Dataset entries:

= = =

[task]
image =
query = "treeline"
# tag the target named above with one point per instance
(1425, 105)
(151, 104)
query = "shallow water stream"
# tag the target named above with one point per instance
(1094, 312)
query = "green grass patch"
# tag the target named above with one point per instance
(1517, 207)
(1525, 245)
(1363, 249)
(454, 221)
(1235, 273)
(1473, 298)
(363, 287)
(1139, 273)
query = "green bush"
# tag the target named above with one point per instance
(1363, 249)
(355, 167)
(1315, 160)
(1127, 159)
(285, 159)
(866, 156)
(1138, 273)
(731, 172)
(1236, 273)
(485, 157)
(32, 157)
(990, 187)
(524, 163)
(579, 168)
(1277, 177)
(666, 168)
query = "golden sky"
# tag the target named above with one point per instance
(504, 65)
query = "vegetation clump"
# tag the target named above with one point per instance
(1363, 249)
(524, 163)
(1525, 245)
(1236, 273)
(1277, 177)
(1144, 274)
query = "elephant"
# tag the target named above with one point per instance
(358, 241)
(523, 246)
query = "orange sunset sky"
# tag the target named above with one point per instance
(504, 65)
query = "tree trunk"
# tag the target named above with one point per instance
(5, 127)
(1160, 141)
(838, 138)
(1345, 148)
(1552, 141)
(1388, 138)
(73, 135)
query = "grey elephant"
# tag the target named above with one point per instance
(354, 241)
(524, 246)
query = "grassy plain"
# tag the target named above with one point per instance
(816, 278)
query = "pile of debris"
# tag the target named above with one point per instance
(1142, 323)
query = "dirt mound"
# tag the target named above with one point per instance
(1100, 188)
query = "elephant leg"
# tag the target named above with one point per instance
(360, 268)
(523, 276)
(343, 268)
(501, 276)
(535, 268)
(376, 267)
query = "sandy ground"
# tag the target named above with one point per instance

= = =

__YOUR TASK__: The answer must be every line of the data that contains the word "elephant".

__RESPONSE TO THE EXERCISE__:
query = "elephant"
query = "grey elephant"
query = "elephant leg"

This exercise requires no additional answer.